## Problèmes à résoudre
[A] Extrayez tel quel, dans l'extrait sur l'Institut de l'engagement, le passage qui s'ouvre sur les mots contenant « En termes de cadre » et se termine par « habitants du lieu. ».
[B] Résumez en deux phrases l'extrait sur l'Institut de l'engagement.

## Extrait choisi
________________

Si les Français, même les plus jeunes, sont divisés sur le type de démocratie souhaitable – représentative ou directe, avec respectivement 45% et 40% de préférence –, les jeunes accompagnés par l’Institut plébiscitent très majoritairement les formes de démocratie directe : ils sont plus de 60% à appeler de leurs vœux un système où c’est le peuple qui décide directement de la loi grâce à des référendums, des assemblées citoyennes, des assemblées tirées au sort. À noter que 12% de ces jeunes sont favorables à un gouvernement d’experts, contre 6% pour l’ensemble des Français (mais 11% de leur tranche d’âge). Cette réponse générationnelle est sans doute à relier à la préoccupation majeure des jeunes face aux enjeux environnementaux et aux doutes quant à la capacité de la démocratie à y répondre efficacement.

Les communautés de l’Institut de l’engagement expriment un rejet massif de certains canaux d’information et estiment – de façon beaucoup plus massive que les Français en général – que les gens devraient davantage s’informer à travers des documentaires (85% contre 47%), des livres (87% contre 45%), et moins à travers les chaînes d’information en continu (82% contre 48% pour l’ensemble des Français). Concernant les chaînes YouTube, l’effet générationnel joue à plein car, si les bénévoles et partenaires de l’Institut partagent l’avis des Français selon lequel les gens devraient moins s’informer via ce canal, les jeunes engagés considèrent, pour les deux tiers d’entre eux, que ce média doit être davantage plébiscité.

Citoyens du monde et appartenance à des communautés spécifiques

Les Français ressentent avant tout un sentiment d’appartenance à leur famille et, dans un second temps, à leur pays et à leur groupe amical. Si les communautés engagées de l’Institut citent également leur famille en premier (environ 70%), ou leur pays et leurs amis, elles citent bien davantage que les Français d’autres types d’appartenance sociale : l’humanité (à 50% contre 29%) ou un groupe spécifique religieux ou sexuel (29% contre 11% chez l’ensemble des Français, même les jeunes).  

Alors que les Français jugent, à une courte majorité (53% au total, 57% chez les moins de 25 ans), qu’il est préférable de reconnaître et de valoriser les identités multiples (en termes de genre, de religion, d’origine, de sexualité) des individus qui composent la société, cette opinion est partagée par 80% des jeunes accompagnés par l’Institut et par 68% de ses partenaires et bénévoles.

En termes de cadre de vie, les communautés de l’Institut de l’engagement valorisent en grande majorité (plus des trois quarts des personnes interrogées) un lieu d’habitation où on peut croiser des personnes très différentes de soi, là où deux Français sur trois préfèrent l’isolement ou l’homogénéité sociale dans leur zone d’habitation. De la même manière, alors que les Français mettent en avant le calme et la tranquillité dans le choix de leur lieu de vie, les jeunes de l’Institut de l’engagement, comme ses bénévoles et partenaires, citent avant tout (à plus de 70%) les relations sociales avec les habitants du lieu.

________________

## Lignes du listing

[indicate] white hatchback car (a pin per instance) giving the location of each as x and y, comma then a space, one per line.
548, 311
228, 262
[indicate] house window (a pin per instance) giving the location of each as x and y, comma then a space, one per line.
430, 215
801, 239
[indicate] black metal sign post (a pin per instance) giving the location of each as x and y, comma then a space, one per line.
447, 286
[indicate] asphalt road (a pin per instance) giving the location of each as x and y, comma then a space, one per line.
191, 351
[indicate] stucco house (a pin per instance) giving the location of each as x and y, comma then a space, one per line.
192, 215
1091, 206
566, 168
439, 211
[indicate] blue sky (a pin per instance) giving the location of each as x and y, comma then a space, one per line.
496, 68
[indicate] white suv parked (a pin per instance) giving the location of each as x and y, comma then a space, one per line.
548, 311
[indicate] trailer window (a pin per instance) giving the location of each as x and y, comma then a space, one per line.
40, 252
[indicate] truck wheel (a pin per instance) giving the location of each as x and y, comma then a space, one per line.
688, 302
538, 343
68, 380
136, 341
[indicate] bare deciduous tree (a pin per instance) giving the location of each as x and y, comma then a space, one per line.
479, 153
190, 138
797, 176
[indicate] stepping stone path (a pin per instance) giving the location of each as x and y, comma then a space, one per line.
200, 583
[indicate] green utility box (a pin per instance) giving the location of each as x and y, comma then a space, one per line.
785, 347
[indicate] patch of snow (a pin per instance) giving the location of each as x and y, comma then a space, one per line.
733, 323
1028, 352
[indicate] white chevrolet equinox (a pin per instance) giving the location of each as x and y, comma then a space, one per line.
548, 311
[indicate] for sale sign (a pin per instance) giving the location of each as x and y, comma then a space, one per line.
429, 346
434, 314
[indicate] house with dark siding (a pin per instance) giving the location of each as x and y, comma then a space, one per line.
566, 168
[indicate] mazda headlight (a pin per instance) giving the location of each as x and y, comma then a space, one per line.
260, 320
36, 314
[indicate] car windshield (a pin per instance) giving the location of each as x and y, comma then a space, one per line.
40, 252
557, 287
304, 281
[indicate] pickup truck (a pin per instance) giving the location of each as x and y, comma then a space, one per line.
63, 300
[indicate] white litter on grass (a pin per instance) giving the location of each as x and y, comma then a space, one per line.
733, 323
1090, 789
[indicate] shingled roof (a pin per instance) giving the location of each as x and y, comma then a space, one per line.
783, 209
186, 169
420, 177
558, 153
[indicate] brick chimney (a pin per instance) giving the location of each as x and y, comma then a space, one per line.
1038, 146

________________

## Solutions des exercices
[A]
En termes de cadre de vie, les communautés de l’Institut de l’engagement valorisent en grande majorité (plus des trois quarts des personnes interrogées) un lieu d’habitation où on peut croiser des personnes très différentes de soi, là où deux Français sur trois préfèrent l’isolement ou l’homogénéité sociale dans leur zone d’habitation. De la même manière, alors que les Français mettent en avant le calme et la tranquillité dans le choix de leur lieu de vie, les jeunes de l’Institut de l’engagement, comme ses bénévoles et partenaires, citent avant tout (à plus de 70%) les relations sociales avec les habitants du lieu.

[B] Les jeunes accompagnés par l'Institut de l'engagement préfèrent très majoritairement la démocratie directe, et les communautés de l'Institut veulent qu'on s'informe davantage par des documentaires et des livres et moins par les chaînes d'information en continu. Bien plus que l'ensemble des Français, ces communautés se sentent appartenir à l'humanité ou à un groupe spécifique, veulent valoriser les identités multiples et recherchent un lieu de vie où l'on croise des personnes très différentes de soi.